## Your objective
Count the lines in the rows below that contain the string "golf", matching case exactly, and give only that number.

** START OF Available data **

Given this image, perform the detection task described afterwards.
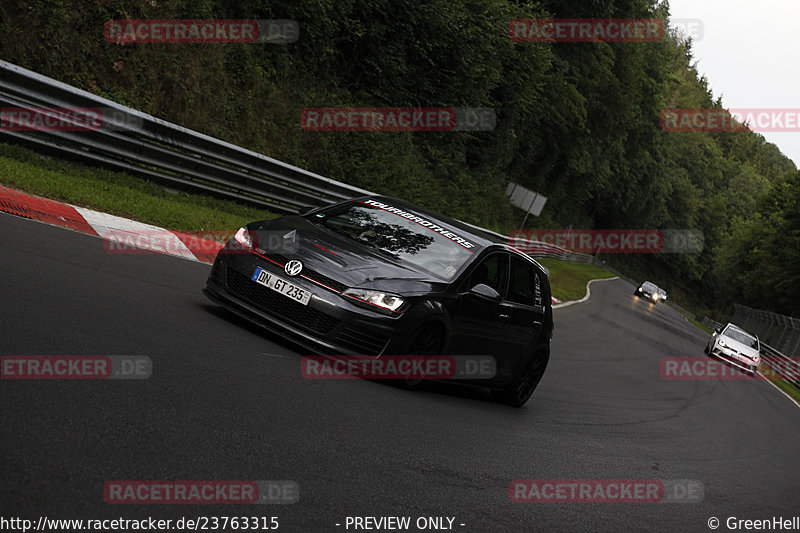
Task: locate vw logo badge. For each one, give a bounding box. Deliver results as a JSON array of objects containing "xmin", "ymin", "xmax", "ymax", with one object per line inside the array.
[{"xmin": 283, "ymin": 259, "xmax": 303, "ymax": 276}]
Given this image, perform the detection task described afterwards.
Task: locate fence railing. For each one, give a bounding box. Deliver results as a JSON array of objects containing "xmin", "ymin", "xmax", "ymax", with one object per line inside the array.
[
  {"xmin": 701, "ymin": 316, "xmax": 800, "ymax": 388},
  {"xmin": 0, "ymin": 60, "xmax": 592, "ymax": 263},
  {"xmin": 0, "ymin": 61, "xmax": 370, "ymax": 213}
]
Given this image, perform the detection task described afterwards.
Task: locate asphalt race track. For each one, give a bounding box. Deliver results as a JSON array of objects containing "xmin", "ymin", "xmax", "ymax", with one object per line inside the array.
[{"xmin": 0, "ymin": 213, "xmax": 800, "ymax": 533}]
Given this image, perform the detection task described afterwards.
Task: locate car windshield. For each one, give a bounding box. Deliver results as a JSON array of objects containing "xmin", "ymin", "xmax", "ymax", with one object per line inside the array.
[
  {"xmin": 310, "ymin": 202, "xmax": 476, "ymax": 280},
  {"xmin": 722, "ymin": 328, "xmax": 758, "ymax": 350}
]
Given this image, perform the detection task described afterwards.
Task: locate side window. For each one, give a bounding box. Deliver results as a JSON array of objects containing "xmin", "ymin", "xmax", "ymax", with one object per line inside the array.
[
  {"xmin": 506, "ymin": 257, "xmax": 542, "ymax": 306},
  {"xmin": 463, "ymin": 253, "xmax": 508, "ymax": 295}
]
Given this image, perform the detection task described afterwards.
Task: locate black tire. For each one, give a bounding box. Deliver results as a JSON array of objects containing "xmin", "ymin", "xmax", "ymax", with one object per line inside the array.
[
  {"xmin": 492, "ymin": 346, "xmax": 550, "ymax": 407},
  {"xmin": 400, "ymin": 324, "xmax": 444, "ymax": 389}
]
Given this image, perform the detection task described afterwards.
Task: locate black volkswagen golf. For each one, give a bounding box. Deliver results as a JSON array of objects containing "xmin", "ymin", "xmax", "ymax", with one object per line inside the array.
[{"xmin": 203, "ymin": 196, "xmax": 553, "ymax": 407}]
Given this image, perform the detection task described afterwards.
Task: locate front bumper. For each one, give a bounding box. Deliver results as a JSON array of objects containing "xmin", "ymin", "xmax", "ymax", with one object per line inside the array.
[{"xmin": 203, "ymin": 251, "xmax": 420, "ymax": 355}]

** END OF Available data **

## Solved problem
1